WRITTEN TASK: Rewrite every row below with "in this picture" changed to "in this photo" and nothing else altered. Leave the pictures out of your answer.

-- EXERCISE MATERIALS start --

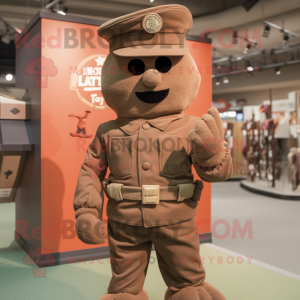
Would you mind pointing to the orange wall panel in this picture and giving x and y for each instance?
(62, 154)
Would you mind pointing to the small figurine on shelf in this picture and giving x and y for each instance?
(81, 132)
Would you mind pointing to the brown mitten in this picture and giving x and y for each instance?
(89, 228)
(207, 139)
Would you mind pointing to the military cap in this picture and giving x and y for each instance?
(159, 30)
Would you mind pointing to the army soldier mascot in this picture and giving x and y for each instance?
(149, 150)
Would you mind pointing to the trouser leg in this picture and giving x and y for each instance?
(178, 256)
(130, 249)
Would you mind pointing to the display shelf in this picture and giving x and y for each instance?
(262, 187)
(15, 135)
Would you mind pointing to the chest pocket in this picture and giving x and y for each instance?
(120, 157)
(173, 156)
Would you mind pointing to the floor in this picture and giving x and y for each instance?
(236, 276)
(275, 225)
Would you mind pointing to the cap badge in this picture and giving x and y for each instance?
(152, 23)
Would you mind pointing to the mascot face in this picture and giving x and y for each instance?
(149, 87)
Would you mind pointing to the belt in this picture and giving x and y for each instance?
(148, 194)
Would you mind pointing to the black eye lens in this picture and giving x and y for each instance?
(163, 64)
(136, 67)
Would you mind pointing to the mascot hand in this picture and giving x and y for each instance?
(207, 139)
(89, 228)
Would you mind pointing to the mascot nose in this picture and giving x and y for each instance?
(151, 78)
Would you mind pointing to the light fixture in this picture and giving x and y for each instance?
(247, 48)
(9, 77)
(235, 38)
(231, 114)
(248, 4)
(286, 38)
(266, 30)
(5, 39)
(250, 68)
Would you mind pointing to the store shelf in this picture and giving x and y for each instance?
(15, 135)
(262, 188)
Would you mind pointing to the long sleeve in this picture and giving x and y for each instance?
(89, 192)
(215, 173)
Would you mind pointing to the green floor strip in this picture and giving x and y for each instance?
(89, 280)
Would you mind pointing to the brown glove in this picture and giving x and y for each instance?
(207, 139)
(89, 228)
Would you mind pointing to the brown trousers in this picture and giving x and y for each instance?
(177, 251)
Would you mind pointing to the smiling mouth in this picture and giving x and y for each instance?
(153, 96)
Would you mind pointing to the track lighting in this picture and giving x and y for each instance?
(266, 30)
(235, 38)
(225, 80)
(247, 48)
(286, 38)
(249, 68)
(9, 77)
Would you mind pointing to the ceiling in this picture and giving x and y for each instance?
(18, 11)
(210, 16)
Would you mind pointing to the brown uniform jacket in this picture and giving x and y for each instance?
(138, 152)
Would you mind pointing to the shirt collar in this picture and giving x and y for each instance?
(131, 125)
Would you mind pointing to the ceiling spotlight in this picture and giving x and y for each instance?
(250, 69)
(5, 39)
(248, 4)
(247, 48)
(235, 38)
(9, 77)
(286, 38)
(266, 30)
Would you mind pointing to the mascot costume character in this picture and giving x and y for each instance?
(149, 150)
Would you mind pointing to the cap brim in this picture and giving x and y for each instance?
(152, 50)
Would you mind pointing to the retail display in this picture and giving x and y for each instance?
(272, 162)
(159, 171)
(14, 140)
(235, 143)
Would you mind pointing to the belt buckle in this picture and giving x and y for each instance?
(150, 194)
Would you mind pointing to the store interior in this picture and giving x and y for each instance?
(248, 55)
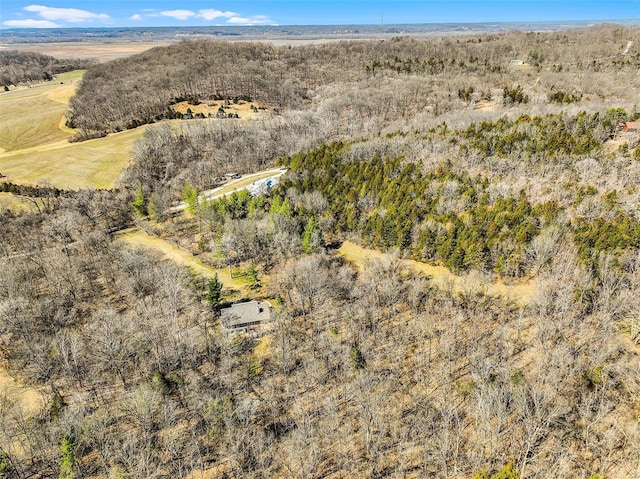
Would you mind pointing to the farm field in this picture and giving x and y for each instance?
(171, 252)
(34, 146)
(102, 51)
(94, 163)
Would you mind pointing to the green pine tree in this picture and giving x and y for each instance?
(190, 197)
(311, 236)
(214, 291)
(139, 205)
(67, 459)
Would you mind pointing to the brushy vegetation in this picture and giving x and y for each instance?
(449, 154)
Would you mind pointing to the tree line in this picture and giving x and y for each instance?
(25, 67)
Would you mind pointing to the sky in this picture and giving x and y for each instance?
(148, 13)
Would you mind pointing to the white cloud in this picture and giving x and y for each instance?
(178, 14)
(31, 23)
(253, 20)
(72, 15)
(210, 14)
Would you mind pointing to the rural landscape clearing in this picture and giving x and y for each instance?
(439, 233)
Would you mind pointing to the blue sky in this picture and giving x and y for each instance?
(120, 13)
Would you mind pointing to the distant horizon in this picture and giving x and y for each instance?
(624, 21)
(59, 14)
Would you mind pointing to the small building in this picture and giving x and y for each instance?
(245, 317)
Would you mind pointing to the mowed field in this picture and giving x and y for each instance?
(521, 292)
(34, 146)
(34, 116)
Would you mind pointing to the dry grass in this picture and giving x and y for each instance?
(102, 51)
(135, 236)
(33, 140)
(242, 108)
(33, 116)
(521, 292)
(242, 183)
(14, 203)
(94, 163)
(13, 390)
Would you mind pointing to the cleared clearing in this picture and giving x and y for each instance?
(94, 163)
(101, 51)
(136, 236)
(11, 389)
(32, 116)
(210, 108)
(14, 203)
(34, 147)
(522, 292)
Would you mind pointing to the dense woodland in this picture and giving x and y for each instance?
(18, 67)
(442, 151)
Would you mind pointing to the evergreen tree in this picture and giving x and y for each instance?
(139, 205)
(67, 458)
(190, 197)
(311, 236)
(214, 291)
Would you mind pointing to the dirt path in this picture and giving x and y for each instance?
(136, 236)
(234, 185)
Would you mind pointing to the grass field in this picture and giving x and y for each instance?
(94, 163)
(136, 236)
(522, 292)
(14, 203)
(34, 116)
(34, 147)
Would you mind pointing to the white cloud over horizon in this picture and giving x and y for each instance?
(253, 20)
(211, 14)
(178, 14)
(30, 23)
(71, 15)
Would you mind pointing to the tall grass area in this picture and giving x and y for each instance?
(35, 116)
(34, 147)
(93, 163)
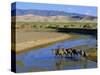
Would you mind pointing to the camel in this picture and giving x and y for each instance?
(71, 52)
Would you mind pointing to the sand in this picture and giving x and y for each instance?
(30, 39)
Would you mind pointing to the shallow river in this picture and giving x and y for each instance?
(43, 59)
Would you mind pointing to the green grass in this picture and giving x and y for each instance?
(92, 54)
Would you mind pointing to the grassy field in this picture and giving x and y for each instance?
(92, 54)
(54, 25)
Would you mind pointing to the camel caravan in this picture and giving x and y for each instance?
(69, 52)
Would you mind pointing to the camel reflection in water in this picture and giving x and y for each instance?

-- EXERCISE MATERIALS end --

REPLY:
Would you mind pointing to the orange wall panel in this photo and giving x and y for each instance?
(62, 154)
Would you mind pointing to the small figurine on shelf in this photo and giving x and y for each instance?
(81, 132)
Would you mind pointing to the brown mitten in this photo and giving x and y for each instance?
(89, 228)
(207, 139)
Would you mind pointing to the military cap in this photo and giving x and y for each instance?
(159, 30)
Would you mind pointing to the army soldier mascot in this photo and giving x and y for each instance?
(149, 150)
Would you mind pointing to the trouser leg in this photo and giving x and y for each instance?
(178, 256)
(130, 249)
Would you mind pointing to the display shelf in this photo and giving x and y for each instance?
(262, 187)
(15, 135)
Would you mind pointing to the chest pocket in this photo and giving x and y for each instance?
(120, 157)
(173, 156)
Would you mind pointing to the floor in this photo and giving x and y for each instance?
(236, 276)
(275, 225)
Would you mind pointing to the cap badge in this photo and giving x and y for each instance?
(152, 23)
Would you mind pointing to the mascot face in this photo and giving x and y for each instance?
(149, 87)
Would you mind pointing to the belt in this photo and giving x and y for each instance?
(148, 194)
Would you mind pointing to the black eye lens in this photo and giving x and y for each instance?
(163, 64)
(136, 67)
Would you mind pointing to the mascot hand in this photo and giving x and y for each instance?
(207, 139)
(89, 228)
Would you mind pointing to the mascot nose in this photo and giving x and y for each instance?
(151, 78)
Would you mind pointing to the light fixture in this photo and giving x and y for each instance?
(247, 48)
(9, 77)
(235, 38)
(231, 114)
(248, 4)
(286, 38)
(266, 30)
(5, 39)
(250, 68)
Would you mind pointing to the store shelf in this photo and giving x and y for each instance?
(15, 135)
(262, 188)
Would you mind pointing to the long sleeve in this photo and giving x and y for each instance?
(89, 192)
(215, 173)
Would you mind pointing to the green floor strip in this photo and giving x and y for each instance?
(89, 280)
Would you mind pointing to the brown glove in this photo and giving x and y for each instance?
(207, 139)
(89, 228)
Would you mind pointing to the brown trousers in this photo and giving x and y for each instance?
(177, 251)
Would you mind pointing to the smiling mouth in this photo and giving x and y for each instance?
(153, 96)
Would you mind pointing to the track lighting in this photo and giving x and y for each instance?
(266, 30)
(235, 38)
(225, 80)
(247, 48)
(286, 38)
(249, 68)
(9, 77)
Would you mind pointing to the ceiling in this photo and giving x and y for each instance?
(18, 11)
(210, 16)
Would you mind pointing to the brown uniform jacket in this photo and giving x and y for each instance?
(138, 152)
Would you mind pointing to the shirt collar in this photo and giving x and y for each instance?
(131, 125)
Would you mind pointing to the ceiling spotlight in this photo and giving x and y for each instance?
(250, 69)
(5, 39)
(248, 4)
(247, 48)
(235, 38)
(9, 77)
(286, 38)
(266, 30)
Would you mind pointing to the mascot costume character in this photo and giving x and y for each instance?
(149, 150)
Would you mind pointing to the cap brim in this photo and giving x and y for each instance?
(152, 50)
Would you mind pointing to the retail display in this photo and giving x and y for each instance?
(272, 162)
(159, 171)
(14, 140)
(235, 143)
Would you mind pointing to the belt buckle in this photo and giving x and y for each instance?
(150, 194)
Would you mind pointing to the store interior in this photo and giving x and y for each instance?
(248, 55)
Would you mind pointing to the farm field in this photo and giving x and y for each instance?
(171, 252)
(34, 146)
(102, 51)
(94, 163)
Would you mind pointing to the green pine tree in this photo and giving x and y for each instance?
(190, 197)
(311, 236)
(214, 291)
(139, 205)
(67, 459)
Would you mind pointing to the brushy vegetation in this photo and giving x and y for each instance?
(449, 154)
Would you mind pointing to the tree line in this photo and giving x and y for each instance?
(25, 67)
Would you mind pointing to the sky in this photo and giving x and y for each instance?
(148, 13)
Would you mind pointing to the white cloud in this photo and giving x and y for each instance?
(178, 14)
(31, 23)
(253, 20)
(72, 15)
(210, 14)
Would you mind pointing to the rural landscape clearing in this photo and giving x and y for each instance?
(439, 233)
Would you mind pointing to the blue sky in this photo and giving x and y for each instance?
(120, 13)
Would you mind pointing to the distant horizon in this photo and giving x and y for each instance?
(624, 21)
(59, 14)
Would you mind pointing to the small building in this photo and giving x and y for each instance?
(245, 317)
Would you mind pointing to the mowed field in this photo and giving x and y for each instance?
(521, 292)
(34, 146)
(34, 116)
Would you mind pointing to the dry grass in this photo and giving x and y for each instance?
(102, 51)
(135, 236)
(33, 140)
(242, 108)
(33, 116)
(521, 292)
(242, 183)
(14, 203)
(94, 163)
(13, 390)
Would you mind pointing to the cleared clearing in this photo and giving x and y for each instance?
(94, 163)
(101, 51)
(136, 236)
(11, 389)
(32, 116)
(210, 108)
(14, 203)
(34, 147)
(522, 292)
Would you mind pointing to the dense woodland in this photo and giving x and y for each instance?
(18, 67)
(442, 151)
Would you mind pointing to the evergreen tree in this photo and giving x and y for each instance?
(139, 205)
(67, 458)
(190, 197)
(311, 236)
(214, 291)
Would you mind pointing to the dirt path in this photo and giving x and y for each instance?
(136, 236)
(234, 185)
Would you mind pointing to the grass field in this photo and giving x and y for each instance?
(94, 163)
(136, 236)
(522, 292)
(14, 203)
(34, 116)
(34, 147)
Would you mind pointing to the white cloud over horizon in this photo and giving x and y for each instance?
(253, 20)
(211, 14)
(178, 14)
(30, 23)
(71, 15)
Would you mind pointing to the tall grass area in this photo and giving x and y for each instance?
(35, 116)
(34, 147)
(93, 163)
Would you mind pointing to the camel in this photo and giving x and y for each instance?
(71, 52)
Would you mind pointing to the sand in this photo and giving x and y for each instance?
(30, 39)
Would you mind pointing to the shallow river in this photo and giving x and y for each instance?
(43, 59)
Would you mind pointing to the green grass in this photo and giving x and y for each instance?
(92, 54)
Would you mind pointing to the grassy field in this photo and giving x and y for each instance?
(92, 54)
(54, 25)
Would you mind pointing to the camel caravan in this photo and giving x and y for each instance?
(69, 52)
Would you mind pointing to the camel reflection in water in this photo and giving x and y for each instance?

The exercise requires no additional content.